▶ [Data records]:
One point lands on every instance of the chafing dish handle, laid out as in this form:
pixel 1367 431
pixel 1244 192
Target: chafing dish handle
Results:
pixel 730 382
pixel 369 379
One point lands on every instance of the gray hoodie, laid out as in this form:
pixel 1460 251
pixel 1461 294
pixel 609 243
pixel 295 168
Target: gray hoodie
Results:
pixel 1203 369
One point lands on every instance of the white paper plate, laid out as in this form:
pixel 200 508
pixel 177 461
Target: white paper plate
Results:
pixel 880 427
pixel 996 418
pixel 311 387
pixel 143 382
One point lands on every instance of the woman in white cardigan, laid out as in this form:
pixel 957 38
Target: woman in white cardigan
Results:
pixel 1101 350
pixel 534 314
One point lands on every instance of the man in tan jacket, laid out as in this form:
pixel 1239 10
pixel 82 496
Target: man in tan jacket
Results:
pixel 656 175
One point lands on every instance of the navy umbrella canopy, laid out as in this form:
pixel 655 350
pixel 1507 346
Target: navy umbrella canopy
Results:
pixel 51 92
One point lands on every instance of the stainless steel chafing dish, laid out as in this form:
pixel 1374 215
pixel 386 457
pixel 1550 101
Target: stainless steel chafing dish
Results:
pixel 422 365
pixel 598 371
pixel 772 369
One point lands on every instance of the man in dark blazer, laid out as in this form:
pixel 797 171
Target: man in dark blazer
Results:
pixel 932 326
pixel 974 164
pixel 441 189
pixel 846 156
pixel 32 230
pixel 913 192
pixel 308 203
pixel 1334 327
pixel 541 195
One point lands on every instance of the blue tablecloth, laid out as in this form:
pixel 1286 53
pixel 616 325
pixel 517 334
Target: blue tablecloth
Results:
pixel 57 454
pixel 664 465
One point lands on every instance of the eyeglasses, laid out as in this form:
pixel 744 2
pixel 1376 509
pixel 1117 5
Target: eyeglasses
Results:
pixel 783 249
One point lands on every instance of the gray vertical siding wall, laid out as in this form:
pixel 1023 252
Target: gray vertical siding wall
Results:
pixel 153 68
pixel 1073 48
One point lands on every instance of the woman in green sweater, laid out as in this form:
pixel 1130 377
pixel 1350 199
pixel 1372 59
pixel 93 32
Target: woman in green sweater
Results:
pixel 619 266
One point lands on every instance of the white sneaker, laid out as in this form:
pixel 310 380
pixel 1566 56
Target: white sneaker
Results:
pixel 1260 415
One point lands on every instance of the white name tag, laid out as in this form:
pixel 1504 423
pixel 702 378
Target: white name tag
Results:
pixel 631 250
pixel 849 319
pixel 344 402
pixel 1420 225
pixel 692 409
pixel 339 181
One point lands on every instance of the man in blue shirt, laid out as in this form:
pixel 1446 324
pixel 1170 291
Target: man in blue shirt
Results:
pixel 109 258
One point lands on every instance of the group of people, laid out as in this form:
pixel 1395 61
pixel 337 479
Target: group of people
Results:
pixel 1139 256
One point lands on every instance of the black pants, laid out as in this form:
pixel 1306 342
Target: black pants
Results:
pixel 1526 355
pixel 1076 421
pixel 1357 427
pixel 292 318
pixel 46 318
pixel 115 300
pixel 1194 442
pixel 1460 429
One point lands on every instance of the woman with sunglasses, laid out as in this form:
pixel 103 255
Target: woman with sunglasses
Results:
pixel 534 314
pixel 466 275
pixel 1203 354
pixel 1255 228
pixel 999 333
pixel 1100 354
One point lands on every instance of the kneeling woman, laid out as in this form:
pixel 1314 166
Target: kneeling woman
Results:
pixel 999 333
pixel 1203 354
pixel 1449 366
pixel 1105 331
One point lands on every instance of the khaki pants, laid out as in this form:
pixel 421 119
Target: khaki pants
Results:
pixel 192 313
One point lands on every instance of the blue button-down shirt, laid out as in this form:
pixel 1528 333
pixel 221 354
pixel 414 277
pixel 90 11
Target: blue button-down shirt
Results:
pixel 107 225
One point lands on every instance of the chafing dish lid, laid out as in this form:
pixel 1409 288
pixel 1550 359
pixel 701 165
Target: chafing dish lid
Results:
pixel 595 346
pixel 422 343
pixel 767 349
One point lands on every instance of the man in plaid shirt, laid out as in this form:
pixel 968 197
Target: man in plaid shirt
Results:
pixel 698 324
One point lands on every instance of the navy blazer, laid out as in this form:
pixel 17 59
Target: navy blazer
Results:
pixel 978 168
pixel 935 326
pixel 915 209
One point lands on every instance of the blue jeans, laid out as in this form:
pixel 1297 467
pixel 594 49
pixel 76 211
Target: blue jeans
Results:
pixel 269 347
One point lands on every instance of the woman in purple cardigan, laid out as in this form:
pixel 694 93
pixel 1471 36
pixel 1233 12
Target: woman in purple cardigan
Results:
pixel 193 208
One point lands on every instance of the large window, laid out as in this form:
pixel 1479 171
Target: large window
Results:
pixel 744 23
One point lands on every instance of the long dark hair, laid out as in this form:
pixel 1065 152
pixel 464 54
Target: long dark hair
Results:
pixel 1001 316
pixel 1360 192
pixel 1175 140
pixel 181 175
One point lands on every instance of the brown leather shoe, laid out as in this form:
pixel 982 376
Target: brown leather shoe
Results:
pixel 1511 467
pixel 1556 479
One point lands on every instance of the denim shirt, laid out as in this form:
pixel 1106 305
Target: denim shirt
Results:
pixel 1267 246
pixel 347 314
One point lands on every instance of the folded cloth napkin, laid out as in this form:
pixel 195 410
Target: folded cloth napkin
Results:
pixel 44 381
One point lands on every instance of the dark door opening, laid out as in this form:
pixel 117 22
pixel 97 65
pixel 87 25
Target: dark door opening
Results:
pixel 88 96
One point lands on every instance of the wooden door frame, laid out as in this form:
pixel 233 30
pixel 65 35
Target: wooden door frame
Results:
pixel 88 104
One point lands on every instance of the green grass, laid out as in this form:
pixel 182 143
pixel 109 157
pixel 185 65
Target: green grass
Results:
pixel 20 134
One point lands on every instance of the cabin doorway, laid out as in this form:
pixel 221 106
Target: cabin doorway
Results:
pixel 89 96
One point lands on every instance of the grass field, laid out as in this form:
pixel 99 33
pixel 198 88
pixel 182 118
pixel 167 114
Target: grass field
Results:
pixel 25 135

▶ [Task instructions]:
Please copy out, word for word, the part of the material that opens with its first line and closes with the line containing "pixel 541 195", including that line.

▶ [Result]:
One point lands on every instance of the chafing dish handle, laid out as in this form:
pixel 1367 431
pixel 1244 192
Target: chafing dish handle
Results:
pixel 730 382
pixel 369 379
One point lands on every instance of the gray hoodie, laid out as in this form:
pixel 1460 251
pixel 1461 294
pixel 609 243
pixel 295 168
Target: gray hoodie
Results:
pixel 1203 369
One point lands on every instance of the white paper plate, laid out as in this form:
pixel 200 508
pixel 177 461
Target: white paper plate
Results:
pixel 880 427
pixel 996 418
pixel 311 387
pixel 143 382
One point lands on every instance of the woman in white cardigan, laid out as in this form:
pixel 957 38
Target: woman in white cardigan
Results:
pixel 1101 350
pixel 534 314
One point lands on every instance of the man in tan jacket, laid out as in this form:
pixel 1239 10
pixel 82 496
Target: man in tan jacket
Results:
pixel 656 175
One point lands on every instance of the navy umbrella canopy, laid out as in this form:
pixel 655 350
pixel 1507 346
Target: navy umbrella canopy
Results:
pixel 51 92
One point lands on every instance of the stainless steel chafing dish, laid out as in this form:
pixel 1374 215
pixel 386 457
pixel 1550 101
Target: stainless steel chafing dish
Results:
pixel 422 365
pixel 598 371
pixel 772 369
One point lands on every instance of the man in dark blazer, laid out as in this form:
pixel 797 171
Target: man in dark blazer
Results:
pixel 932 326
pixel 974 164
pixel 441 189
pixel 846 156
pixel 32 230
pixel 913 192
pixel 308 203
pixel 1334 327
pixel 541 195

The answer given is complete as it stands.